▸ Provided material:
*** Begin section ***

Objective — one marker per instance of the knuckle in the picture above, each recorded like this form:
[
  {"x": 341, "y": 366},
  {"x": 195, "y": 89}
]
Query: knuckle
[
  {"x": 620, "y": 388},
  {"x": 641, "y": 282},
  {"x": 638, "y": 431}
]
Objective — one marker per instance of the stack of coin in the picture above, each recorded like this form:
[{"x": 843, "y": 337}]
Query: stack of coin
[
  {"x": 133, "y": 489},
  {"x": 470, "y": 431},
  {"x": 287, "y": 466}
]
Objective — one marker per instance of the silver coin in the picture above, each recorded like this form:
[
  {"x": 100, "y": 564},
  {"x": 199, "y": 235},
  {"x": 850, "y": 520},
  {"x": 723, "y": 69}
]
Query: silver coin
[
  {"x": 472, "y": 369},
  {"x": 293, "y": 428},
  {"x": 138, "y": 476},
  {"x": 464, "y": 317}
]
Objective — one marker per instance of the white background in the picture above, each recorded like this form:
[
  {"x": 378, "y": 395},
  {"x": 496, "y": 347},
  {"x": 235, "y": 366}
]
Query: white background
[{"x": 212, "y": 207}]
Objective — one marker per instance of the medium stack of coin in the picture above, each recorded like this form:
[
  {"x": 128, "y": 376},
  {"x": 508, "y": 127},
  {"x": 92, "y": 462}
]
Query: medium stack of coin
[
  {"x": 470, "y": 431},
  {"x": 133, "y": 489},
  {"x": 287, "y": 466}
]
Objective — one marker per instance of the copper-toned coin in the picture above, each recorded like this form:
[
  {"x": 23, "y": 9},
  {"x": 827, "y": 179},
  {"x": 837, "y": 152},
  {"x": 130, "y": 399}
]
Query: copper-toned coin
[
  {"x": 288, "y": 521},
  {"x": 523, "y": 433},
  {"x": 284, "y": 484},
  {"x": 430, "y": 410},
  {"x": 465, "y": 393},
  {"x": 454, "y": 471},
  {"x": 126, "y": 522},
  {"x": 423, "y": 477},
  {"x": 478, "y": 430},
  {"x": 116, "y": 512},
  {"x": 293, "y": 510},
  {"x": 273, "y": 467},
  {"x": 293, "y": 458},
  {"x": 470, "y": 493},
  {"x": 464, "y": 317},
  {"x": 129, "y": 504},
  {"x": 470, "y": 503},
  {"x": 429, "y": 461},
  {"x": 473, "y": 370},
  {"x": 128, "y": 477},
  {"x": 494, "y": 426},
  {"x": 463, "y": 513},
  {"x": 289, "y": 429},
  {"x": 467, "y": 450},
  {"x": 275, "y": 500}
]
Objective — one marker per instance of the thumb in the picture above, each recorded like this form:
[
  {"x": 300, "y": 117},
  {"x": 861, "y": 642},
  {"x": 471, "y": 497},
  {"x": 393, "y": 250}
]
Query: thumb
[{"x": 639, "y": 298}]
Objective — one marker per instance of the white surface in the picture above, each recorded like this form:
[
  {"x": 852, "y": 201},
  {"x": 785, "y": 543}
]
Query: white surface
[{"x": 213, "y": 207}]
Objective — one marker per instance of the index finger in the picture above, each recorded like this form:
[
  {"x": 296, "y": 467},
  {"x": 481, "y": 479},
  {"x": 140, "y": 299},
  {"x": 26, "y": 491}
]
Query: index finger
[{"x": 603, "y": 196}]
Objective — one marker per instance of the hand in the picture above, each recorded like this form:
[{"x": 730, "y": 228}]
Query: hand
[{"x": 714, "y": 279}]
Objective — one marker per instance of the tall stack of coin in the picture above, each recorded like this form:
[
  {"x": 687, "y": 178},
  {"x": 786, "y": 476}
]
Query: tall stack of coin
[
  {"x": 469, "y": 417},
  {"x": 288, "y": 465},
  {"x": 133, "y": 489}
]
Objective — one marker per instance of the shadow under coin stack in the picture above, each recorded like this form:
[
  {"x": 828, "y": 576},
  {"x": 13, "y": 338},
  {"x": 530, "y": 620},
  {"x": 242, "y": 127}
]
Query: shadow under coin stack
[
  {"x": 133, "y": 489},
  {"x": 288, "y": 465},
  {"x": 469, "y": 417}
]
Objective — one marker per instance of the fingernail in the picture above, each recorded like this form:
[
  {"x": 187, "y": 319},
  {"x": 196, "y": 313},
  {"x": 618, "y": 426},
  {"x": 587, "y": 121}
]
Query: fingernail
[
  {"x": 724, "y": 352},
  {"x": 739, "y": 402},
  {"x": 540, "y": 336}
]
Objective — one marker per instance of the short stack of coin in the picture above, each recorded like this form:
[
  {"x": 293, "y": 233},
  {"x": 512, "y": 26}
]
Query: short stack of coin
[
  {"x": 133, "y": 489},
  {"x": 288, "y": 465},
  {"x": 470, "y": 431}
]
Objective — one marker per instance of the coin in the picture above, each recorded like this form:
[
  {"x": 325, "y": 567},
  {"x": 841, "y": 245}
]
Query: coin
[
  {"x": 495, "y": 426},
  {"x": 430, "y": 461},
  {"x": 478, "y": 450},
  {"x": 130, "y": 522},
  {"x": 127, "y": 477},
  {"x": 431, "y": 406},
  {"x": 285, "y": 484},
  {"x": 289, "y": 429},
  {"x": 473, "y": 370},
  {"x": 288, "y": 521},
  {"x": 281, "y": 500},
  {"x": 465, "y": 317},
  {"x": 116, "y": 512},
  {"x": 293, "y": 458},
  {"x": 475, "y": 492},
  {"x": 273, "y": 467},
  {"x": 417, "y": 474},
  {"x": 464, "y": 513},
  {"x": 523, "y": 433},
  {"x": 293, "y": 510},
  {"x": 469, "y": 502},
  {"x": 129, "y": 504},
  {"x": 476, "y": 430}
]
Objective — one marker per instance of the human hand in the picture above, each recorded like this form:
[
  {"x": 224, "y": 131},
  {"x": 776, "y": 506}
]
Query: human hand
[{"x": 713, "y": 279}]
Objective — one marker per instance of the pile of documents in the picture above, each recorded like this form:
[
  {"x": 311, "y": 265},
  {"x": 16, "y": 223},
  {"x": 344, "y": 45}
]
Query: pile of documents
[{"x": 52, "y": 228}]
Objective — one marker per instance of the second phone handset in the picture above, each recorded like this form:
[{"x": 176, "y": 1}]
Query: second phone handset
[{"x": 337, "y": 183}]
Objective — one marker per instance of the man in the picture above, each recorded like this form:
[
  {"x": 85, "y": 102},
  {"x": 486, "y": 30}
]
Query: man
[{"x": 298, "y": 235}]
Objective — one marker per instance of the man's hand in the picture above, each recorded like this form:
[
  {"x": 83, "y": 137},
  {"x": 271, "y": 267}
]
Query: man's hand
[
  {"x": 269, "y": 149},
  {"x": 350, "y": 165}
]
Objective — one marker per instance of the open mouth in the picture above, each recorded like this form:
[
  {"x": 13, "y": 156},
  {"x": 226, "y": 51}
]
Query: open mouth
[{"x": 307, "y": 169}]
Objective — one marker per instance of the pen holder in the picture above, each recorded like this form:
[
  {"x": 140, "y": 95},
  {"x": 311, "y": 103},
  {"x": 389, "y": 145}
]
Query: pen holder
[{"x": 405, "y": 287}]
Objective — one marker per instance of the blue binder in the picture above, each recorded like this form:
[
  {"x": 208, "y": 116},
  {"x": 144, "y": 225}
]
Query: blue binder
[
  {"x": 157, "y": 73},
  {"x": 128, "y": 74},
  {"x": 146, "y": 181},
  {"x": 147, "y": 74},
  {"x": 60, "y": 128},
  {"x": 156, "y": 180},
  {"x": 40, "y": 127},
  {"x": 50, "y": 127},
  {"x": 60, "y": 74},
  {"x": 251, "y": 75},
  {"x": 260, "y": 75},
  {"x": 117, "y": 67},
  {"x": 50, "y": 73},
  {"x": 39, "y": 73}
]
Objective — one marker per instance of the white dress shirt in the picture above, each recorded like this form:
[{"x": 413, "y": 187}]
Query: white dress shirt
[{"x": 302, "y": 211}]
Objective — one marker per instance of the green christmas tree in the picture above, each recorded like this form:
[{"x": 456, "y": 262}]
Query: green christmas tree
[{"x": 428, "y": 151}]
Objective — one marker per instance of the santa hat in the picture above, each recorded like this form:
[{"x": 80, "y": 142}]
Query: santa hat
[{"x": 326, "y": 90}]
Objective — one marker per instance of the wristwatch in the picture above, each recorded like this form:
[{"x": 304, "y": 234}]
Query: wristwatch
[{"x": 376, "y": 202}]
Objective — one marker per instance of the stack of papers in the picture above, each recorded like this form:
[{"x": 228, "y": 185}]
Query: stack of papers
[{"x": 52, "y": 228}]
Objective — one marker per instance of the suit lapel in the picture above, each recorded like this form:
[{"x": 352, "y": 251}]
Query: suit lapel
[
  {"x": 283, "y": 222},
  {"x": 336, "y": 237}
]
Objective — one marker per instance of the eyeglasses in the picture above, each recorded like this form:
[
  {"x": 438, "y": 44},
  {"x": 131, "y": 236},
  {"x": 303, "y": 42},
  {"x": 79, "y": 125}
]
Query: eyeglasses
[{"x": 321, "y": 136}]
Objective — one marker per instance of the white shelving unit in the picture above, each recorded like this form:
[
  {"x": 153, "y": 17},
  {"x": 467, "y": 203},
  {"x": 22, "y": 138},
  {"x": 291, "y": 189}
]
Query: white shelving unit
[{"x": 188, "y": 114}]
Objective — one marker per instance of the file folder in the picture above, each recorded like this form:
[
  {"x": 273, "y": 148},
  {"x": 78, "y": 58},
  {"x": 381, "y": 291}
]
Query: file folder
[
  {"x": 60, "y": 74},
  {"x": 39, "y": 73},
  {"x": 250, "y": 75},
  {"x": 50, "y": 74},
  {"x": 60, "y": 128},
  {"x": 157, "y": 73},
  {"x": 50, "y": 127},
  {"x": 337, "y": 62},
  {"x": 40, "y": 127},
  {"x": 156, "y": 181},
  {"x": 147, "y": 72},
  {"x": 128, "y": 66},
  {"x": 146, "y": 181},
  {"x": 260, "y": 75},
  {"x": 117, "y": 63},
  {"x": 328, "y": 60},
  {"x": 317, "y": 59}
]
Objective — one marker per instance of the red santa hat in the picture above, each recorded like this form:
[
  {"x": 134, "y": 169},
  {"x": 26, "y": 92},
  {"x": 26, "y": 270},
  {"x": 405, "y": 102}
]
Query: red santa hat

*** End section ***

▸ What you need to do: Above are the lines; repeat exactly the ones from the line containing "Objective — one marker per instance of the wristwatch" down to the line containing "Objective — one marker per instance of the stack of papers", both inclusive.

▸ Completed exercise:
Objective — one marker per instance of the wristwatch in the picture above, each recorded like this form:
[{"x": 304, "y": 234}]
Query: wristwatch
[{"x": 376, "y": 202}]
Objective — one marker per instance of the stack of papers in the picture above, each recorded like this form:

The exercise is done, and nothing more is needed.